> [GIVEN EXERCISE]
Rewrite the stretch of entries below from the start through the line containing "(1063, 621)", both ends included, keeping the requests but leaving out the pictures. Scale every point coordinate in the answers by 0.65, rounding to whole numbers with halves going up.

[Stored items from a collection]
— Start —

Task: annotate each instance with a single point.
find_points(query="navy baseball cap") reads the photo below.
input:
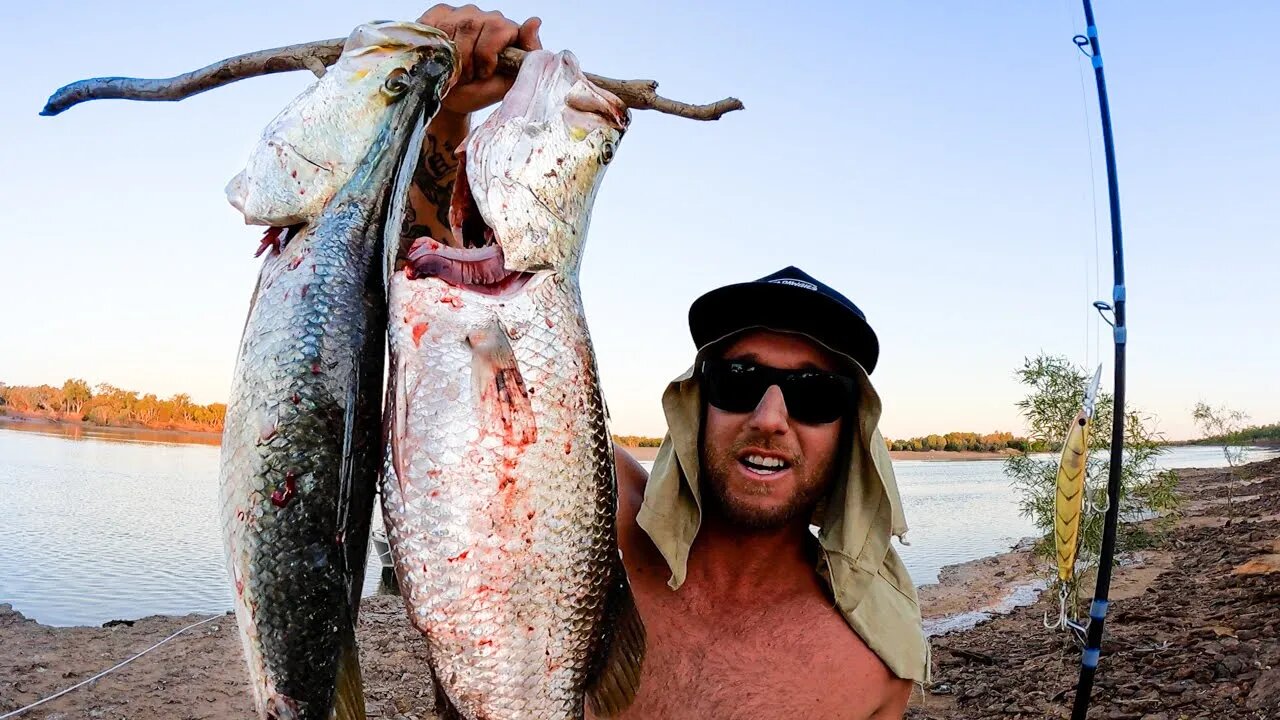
(787, 300)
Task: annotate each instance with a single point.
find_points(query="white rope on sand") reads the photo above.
(108, 671)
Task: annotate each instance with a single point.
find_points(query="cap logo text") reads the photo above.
(796, 283)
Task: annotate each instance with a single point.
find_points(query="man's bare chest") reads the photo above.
(760, 664)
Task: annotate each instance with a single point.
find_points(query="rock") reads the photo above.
(1266, 692)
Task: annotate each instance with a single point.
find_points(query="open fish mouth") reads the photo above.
(478, 263)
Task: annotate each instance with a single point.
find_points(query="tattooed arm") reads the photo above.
(479, 37)
(428, 213)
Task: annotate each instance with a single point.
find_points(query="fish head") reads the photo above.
(528, 177)
(319, 141)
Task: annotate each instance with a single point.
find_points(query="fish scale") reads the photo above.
(465, 545)
(302, 438)
(282, 514)
(499, 491)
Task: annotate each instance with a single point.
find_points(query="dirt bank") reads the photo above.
(1193, 628)
(1194, 632)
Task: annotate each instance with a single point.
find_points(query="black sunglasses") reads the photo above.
(813, 397)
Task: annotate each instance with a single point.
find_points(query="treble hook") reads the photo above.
(1093, 506)
(1063, 621)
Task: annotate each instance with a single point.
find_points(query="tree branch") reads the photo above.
(636, 94)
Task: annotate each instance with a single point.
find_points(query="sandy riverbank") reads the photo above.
(1198, 637)
(1193, 630)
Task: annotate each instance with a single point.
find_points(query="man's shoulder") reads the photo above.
(631, 482)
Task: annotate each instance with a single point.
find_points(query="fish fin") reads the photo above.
(444, 707)
(617, 679)
(398, 413)
(499, 388)
(348, 693)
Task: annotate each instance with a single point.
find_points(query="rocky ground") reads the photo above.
(1193, 630)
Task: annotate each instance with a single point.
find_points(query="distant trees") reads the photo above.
(1238, 434)
(961, 442)
(109, 405)
(638, 441)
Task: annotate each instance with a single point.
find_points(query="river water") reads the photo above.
(101, 525)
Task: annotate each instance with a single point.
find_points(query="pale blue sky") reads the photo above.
(928, 159)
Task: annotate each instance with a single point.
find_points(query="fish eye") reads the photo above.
(397, 82)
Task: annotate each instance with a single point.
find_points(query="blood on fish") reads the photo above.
(291, 488)
(270, 238)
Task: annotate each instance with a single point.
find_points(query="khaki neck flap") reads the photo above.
(867, 577)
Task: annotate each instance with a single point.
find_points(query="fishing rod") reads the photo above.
(1098, 609)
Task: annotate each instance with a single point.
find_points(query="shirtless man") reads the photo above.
(753, 632)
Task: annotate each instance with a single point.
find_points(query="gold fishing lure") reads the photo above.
(1069, 499)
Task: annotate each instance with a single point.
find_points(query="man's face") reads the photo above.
(740, 451)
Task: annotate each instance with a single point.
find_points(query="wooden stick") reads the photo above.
(638, 94)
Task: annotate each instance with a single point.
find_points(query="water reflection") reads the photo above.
(101, 524)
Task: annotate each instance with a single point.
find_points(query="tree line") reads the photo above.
(1253, 434)
(108, 405)
(961, 442)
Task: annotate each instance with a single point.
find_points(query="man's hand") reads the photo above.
(480, 36)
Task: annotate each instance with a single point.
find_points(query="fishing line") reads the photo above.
(1093, 204)
(108, 671)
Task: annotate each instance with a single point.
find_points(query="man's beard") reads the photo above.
(813, 482)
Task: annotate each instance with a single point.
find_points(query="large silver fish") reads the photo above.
(499, 492)
(302, 446)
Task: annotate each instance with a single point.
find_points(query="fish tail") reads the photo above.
(348, 695)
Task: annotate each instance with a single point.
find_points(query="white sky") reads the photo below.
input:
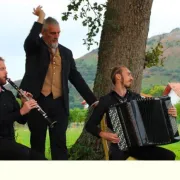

— End —

> [ANSWER FOR THIS EXERCISE]
Task: annotate each instance with a single point.
find_points(query="navy baseball cap") reads the photo below.
input:
(512, 195)
Task: annotate each instance with a single point.
find_points(query="white rope on sand") reads the photo above.
(70, 436)
Task: annotate each instance with a single point.
find_points(query="cap logo text") reads the photo above.
(517, 184)
Task: annotate each instance with a single point.
find_points(query="man's bare chest") reads the photo above.
(494, 432)
Task: annotate each instance with a single point.
find_points(query="rock") reads the photo above.
(823, 450)
Task: annotate each instance with a single point.
find_points(query="open fish mouth") reads the photo above.
(311, 171)
Task: annotate each instance with a single point.
find_points(query="tattooed arm") reads the photo above.
(311, 24)
(278, 138)
Task: annotate each instance with a single point.
find_points(query="fish head") reads the photo above.
(343, 115)
(207, 92)
Task: annotate each instance with a single point.
find_points(query="fish scale") reads the photo above.
(302, 354)
(196, 285)
(183, 334)
(324, 319)
Task: annotate each instance with a single point.
find_points(query="dirt bank") reads the photo above.
(775, 408)
(776, 411)
Task: annotate each instance with a single point.
find_points(query="black sunglasses") reads the photo above.
(528, 258)
Task: annotate each instance with a single point.
find_points(query="treble hook") reads the photo above.
(710, 329)
(691, 404)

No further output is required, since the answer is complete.